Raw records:
------------

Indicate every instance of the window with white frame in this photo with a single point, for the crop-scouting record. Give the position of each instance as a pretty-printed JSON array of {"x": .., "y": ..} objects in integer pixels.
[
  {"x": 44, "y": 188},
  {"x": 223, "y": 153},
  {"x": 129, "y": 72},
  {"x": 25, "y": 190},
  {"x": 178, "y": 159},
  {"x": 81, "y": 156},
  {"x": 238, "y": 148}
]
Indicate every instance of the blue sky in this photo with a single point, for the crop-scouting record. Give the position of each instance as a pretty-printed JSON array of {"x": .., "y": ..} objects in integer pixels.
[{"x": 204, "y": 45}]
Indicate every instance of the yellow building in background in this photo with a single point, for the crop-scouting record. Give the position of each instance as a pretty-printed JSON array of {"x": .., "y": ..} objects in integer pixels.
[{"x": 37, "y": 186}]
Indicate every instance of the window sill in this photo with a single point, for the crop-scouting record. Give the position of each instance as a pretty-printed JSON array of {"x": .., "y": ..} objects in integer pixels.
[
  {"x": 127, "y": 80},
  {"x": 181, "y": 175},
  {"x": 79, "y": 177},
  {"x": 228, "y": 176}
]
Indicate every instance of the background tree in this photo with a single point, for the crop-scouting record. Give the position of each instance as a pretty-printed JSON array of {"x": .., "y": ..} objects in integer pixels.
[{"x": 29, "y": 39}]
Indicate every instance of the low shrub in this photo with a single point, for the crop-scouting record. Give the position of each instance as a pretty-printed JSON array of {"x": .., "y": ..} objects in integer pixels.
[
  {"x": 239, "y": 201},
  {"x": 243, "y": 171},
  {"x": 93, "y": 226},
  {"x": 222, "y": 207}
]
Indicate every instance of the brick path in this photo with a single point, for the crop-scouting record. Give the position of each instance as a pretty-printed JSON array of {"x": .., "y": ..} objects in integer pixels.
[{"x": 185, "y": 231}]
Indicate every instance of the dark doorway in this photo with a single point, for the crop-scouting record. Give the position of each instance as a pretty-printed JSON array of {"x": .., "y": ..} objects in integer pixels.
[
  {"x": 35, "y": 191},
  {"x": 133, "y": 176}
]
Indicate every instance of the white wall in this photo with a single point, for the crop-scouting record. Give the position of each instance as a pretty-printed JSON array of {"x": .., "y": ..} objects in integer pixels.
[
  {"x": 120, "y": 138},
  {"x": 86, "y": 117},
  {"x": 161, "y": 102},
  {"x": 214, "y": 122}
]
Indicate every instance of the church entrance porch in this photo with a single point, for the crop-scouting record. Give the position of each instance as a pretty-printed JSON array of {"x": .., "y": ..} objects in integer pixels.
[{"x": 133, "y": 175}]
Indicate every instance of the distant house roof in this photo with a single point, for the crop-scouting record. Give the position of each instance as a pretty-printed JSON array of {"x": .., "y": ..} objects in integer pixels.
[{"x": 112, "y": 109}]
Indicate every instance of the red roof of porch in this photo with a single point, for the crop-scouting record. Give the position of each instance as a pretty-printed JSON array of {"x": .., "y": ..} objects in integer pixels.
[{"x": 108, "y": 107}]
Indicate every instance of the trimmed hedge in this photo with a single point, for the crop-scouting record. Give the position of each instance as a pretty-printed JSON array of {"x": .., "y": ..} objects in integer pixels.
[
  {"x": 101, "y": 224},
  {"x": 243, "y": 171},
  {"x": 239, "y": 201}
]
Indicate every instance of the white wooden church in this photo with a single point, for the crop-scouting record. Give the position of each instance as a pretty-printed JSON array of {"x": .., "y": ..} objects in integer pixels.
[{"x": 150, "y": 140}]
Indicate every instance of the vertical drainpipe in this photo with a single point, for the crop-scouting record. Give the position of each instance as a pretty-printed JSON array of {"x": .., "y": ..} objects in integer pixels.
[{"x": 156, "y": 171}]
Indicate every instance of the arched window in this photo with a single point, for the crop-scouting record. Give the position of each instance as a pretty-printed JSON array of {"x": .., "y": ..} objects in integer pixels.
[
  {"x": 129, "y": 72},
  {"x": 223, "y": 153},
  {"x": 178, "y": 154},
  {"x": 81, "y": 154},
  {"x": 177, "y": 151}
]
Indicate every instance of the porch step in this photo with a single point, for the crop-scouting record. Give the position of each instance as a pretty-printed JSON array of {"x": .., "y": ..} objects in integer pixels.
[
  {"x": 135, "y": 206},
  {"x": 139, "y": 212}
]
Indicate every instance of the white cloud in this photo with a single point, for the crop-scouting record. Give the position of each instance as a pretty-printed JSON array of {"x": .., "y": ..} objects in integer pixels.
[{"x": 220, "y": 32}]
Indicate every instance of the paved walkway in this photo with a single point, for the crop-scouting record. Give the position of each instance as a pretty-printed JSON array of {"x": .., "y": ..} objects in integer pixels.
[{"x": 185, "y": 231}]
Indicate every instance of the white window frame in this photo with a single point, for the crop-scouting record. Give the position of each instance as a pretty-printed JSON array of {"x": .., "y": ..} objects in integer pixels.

------------

Problem to work on: Give a word-for-word copy of the records.

Answer to the exercise:
Indicate every instance of the window with white frame in this photo with a single point, for the crop-scouting record. Give the position of each instance as a pretty-printed JSON array of {"x": .., "y": ..} objects in integer pixels.
[
  {"x": 44, "y": 188},
  {"x": 223, "y": 153},
  {"x": 129, "y": 72},
  {"x": 25, "y": 190},
  {"x": 178, "y": 159},
  {"x": 81, "y": 156},
  {"x": 238, "y": 148}
]
Indicate every instance of the blue sky in this photo with a single point, for the crop-scouting record. Give the position of each instance as a pretty-printed JSON array of {"x": .., "y": ..} objects in integer pixels.
[{"x": 204, "y": 45}]
Indicate every instance of the yellow building in background in this photo with a single point, for the crop-scouting record. Give the position of each instance as a pretty-printed JSON array of {"x": .., "y": ..} objects in integer pixels.
[{"x": 37, "y": 186}]
Indicate every instance of the window sill in this photo with a single point, for the crop-scouting record. Give the position of each instance as a pretty-printed JSON array of {"x": .., "y": ..} objects in integer pixels.
[
  {"x": 127, "y": 80},
  {"x": 181, "y": 175},
  {"x": 79, "y": 177},
  {"x": 228, "y": 176}
]
Indicate every instance of the background tree in this photo with a single point, for the crop-scouting record. Give the position of each instance as a pretty-printed JSON array of {"x": .., "y": ..} objects in integer pixels.
[{"x": 29, "y": 39}]
Indicate every instance of the low shrub in this photo with a single point, for the crop-scouting record. Give the position of each instance as a pretty-printed JSON array of {"x": .., "y": ..} objects in integer pixels.
[
  {"x": 239, "y": 201},
  {"x": 243, "y": 171},
  {"x": 93, "y": 226},
  {"x": 222, "y": 207}
]
Indicate every instance of the brick path in this photo with a single point, for the crop-scouting record. Give the position of each instance as a pretty-printed JSON array of {"x": .., "y": ..} objects in integer pixels.
[{"x": 185, "y": 231}]
Indicate every instance of the dark doorway in this photo with a single point, for the crop-scouting record. Give the position of each instance as a pretty-printed JSON array of {"x": .., "y": ..} objects in integer pixels.
[
  {"x": 35, "y": 191},
  {"x": 133, "y": 176}
]
Indicate every instance of the white wall in this photo with a single point, for the crop-scouting record. Give the position of each instance as a pretty-printed JSON array of {"x": .., "y": ..} objects in integer pixels.
[
  {"x": 120, "y": 138},
  {"x": 86, "y": 117},
  {"x": 161, "y": 102},
  {"x": 214, "y": 122}
]
Indicate every instance of the church entrance porch in this photo with a single point, for the crop-scouting record. Give the position of each instance as a pretty-printed JSON array of {"x": .., "y": ..} objects in integer pixels.
[{"x": 133, "y": 175}]
Indicate every instance of the distant house roof in this photo with a single point, for the crop-scouting record. Give the position of each instance as a pretty-printed JSON array of {"x": .., "y": ..} objects in integer pixels.
[{"x": 112, "y": 109}]
Indicate every instance of the red roof of porch in this photo with a single point, for the crop-scouting record. Give the position of each instance as a pretty-printed JSON array of {"x": .., "y": ..} objects in integer pixels.
[{"x": 108, "y": 107}]
Indicate every instance of the trimmed hedge in this photo with a single point, for the crop-scouting record. Give the position of each instance as a pretty-printed JSON array of {"x": .., "y": ..} objects in integer pixels.
[
  {"x": 101, "y": 224},
  {"x": 243, "y": 171},
  {"x": 239, "y": 201}
]
Indicate every instance of the white wooden church in this photo with a single point, for the crop-scouting record. Give the position of each instance as a pretty-printed JSON array of {"x": .., "y": ..} objects in integer pixels.
[{"x": 150, "y": 140}]
Indicate every instance of the vertical drainpipe in this photo with a single point, for the crop-scouting record. Give the position of each instance as a pretty-printed JSON array of {"x": .., "y": ..} objects in integer pixels.
[{"x": 156, "y": 171}]
Indicate every instance of the arched window in this photo with a single point, for the crop-scouting record. Give the position of each instance as a pretty-printed JSON array of {"x": .., "y": ..} objects in integer pixels.
[
  {"x": 129, "y": 72},
  {"x": 223, "y": 153},
  {"x": 178, "y": 154},
  {"x": 81, "y": 154},
  {"x": 177, "y": 151}
]
Indicate every instance of the porch step in this photo with a single point, for the crop-scouting record. Give the position of each instance as a pretty-printed JSON array of {"x": .., "y": ..} objects in integer pixels.
[
  {"x": 135, "y": 206},
  {"x": 139, "y": 212}
]
Indicate every instance of the white cloud in this photo with a single point, for the crop-scouting record. Give the position of each instance as a pretty-printed JSON array of {"x": .., "y": ..} objects in integer pixels.
[{"x": 220, "y": 32}]
Indicate every instance of the paved walkway in this photo with a single point, for the crop-scouting record. Give the position of each instance as a pretty-printed JSON array of {"x": .., "y": ..} objects in integer pixels.
[{"x": 185, "y": 231}]
Indicate every instance of the white window frame in this photo with a single point, for the crop-scouting record. Give the position of each instance as a pretty-printed JSON array of {"x": .., "y": ..} objects in integer pixels.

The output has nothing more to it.